Object location annotation data:
----------
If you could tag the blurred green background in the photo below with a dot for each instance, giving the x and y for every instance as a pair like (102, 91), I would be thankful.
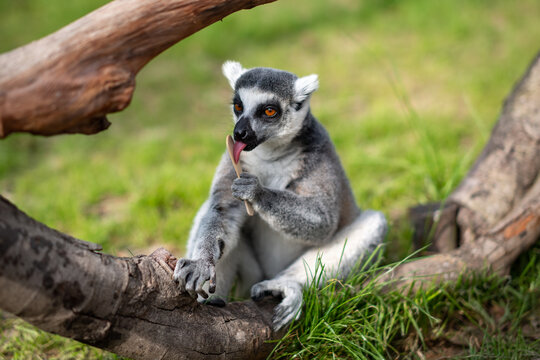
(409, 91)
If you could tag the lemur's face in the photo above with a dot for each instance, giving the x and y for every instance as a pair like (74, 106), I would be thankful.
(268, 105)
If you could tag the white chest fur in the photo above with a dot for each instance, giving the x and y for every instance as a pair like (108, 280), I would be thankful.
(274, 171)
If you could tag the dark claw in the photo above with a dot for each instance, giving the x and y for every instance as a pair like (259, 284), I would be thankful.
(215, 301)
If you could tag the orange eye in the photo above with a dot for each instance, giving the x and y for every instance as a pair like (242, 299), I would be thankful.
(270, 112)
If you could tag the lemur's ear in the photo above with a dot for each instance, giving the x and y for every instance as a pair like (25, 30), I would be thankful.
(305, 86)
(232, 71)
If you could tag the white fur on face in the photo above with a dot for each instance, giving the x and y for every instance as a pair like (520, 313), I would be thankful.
----------
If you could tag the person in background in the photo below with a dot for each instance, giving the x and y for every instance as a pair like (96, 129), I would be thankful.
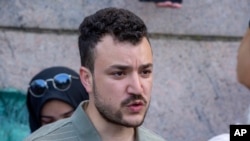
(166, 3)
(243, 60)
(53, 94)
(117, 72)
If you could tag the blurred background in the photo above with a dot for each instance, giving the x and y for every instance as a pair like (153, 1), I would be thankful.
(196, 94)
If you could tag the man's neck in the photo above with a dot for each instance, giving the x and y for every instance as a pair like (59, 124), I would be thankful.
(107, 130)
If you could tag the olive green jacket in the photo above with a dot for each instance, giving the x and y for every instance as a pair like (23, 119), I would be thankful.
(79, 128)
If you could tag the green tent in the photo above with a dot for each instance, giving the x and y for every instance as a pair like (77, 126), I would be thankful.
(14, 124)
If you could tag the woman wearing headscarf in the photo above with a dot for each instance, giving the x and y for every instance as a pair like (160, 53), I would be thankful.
----------
▸ **GIVEN TASK**: Pull out each line above that contains the word "lemur", treating uppercase and lowercase as different.

▸ **TASK RESULT**:
If you could tag the lemur's face in the photo above with a dot for each instance, giving the x and y for every instance as a pair like (74, 106), I would be thankful.
If you could tag the lemur's ear in the photo above with a dot for each instance, giving the x and y for every instance as a pair like (25, 30), I would be thankful.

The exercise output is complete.